» **Instructions for the task**: Reproduce each line from the records that holds "central".

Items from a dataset
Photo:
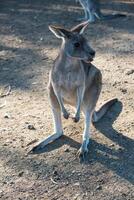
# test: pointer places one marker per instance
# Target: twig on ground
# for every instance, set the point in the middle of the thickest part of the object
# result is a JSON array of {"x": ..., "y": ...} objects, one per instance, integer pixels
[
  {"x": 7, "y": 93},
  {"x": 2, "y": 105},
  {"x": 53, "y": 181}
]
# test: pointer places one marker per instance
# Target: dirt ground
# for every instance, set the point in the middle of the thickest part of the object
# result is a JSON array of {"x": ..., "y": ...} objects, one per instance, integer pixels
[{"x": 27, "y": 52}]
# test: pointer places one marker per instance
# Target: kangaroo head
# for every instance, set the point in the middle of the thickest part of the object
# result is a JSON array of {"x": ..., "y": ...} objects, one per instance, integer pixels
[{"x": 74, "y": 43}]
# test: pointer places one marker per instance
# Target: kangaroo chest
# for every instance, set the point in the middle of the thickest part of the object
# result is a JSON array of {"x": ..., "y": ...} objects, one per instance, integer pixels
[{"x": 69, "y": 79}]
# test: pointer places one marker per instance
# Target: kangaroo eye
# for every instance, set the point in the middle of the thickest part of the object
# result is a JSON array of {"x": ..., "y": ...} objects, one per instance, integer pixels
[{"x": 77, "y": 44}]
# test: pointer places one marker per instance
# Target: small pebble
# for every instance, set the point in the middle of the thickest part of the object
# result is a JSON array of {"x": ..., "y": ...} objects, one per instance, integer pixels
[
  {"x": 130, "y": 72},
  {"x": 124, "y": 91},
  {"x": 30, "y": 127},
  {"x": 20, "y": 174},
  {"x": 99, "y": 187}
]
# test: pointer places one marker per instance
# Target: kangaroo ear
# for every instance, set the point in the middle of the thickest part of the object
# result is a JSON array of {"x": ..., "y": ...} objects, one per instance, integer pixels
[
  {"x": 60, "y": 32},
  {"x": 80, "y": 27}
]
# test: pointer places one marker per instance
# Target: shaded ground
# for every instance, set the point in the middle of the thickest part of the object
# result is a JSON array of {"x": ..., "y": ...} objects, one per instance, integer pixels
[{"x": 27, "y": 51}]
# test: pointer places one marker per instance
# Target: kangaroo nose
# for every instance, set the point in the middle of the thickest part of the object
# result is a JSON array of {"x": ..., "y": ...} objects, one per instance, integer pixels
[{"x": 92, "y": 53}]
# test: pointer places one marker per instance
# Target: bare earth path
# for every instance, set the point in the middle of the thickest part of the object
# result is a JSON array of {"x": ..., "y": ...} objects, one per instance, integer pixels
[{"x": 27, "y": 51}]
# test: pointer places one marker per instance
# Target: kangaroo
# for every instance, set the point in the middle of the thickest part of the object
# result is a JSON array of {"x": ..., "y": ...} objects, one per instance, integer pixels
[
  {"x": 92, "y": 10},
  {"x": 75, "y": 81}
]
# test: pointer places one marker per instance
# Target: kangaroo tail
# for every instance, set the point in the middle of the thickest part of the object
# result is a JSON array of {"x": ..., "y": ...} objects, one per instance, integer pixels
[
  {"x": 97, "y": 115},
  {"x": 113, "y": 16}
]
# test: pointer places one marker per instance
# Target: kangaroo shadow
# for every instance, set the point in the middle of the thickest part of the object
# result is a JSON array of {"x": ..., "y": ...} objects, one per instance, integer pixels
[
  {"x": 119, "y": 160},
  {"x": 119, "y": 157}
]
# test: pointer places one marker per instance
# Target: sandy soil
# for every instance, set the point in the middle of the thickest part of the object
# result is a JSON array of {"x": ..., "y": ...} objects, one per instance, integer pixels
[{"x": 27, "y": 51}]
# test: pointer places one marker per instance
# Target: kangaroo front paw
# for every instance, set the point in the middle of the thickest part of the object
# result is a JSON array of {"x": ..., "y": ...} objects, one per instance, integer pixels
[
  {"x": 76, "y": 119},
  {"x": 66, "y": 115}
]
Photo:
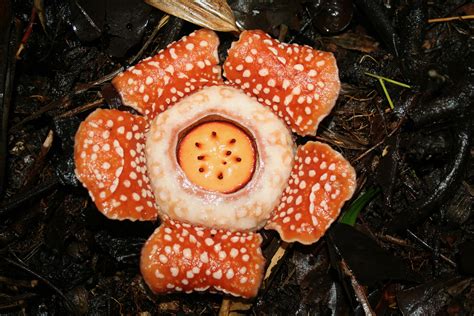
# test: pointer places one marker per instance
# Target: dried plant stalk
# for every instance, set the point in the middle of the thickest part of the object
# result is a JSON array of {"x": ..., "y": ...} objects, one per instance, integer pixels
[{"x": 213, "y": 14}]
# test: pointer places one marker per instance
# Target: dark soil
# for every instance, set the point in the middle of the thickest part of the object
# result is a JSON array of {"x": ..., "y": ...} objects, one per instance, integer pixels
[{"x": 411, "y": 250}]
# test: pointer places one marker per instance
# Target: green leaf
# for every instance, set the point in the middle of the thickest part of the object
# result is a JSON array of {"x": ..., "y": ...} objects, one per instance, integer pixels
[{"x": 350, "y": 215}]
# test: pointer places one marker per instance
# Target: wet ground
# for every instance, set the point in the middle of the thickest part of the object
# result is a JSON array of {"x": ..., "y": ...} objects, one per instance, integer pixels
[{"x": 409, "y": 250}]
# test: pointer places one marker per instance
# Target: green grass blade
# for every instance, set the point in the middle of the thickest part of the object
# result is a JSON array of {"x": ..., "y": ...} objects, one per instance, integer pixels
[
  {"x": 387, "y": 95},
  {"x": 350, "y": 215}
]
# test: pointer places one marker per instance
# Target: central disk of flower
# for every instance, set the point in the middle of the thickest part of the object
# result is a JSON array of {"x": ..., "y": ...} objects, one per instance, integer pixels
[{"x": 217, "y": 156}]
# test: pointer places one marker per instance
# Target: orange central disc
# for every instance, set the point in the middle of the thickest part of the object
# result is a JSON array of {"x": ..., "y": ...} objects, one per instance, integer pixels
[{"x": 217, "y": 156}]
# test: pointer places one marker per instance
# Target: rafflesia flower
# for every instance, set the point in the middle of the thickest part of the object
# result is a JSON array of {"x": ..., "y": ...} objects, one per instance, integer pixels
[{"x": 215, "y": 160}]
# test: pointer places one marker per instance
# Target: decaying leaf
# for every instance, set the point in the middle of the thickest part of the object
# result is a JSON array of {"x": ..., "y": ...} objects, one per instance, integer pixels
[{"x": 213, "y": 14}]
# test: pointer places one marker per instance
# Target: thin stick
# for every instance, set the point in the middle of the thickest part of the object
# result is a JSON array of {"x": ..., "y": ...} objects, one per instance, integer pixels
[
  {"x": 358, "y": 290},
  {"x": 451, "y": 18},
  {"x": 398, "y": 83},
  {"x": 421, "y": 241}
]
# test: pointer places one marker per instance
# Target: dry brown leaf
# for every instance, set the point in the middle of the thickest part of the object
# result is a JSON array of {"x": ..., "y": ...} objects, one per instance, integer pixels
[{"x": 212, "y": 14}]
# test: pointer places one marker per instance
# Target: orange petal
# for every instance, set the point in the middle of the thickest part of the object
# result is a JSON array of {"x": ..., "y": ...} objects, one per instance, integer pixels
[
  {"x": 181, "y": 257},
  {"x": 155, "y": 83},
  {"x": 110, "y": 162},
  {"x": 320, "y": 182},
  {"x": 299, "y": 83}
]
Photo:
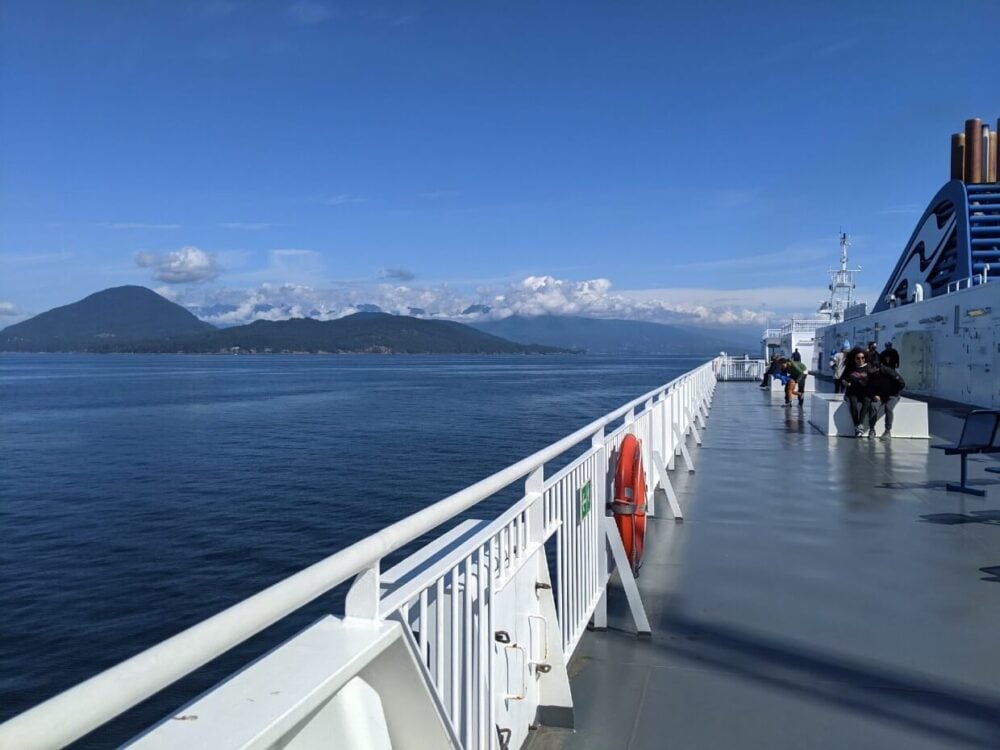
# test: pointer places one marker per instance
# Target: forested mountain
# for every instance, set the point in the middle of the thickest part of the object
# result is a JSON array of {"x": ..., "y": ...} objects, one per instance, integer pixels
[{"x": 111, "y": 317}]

» **Solution**:
# Target: central disk of flower
# Target: orange central disc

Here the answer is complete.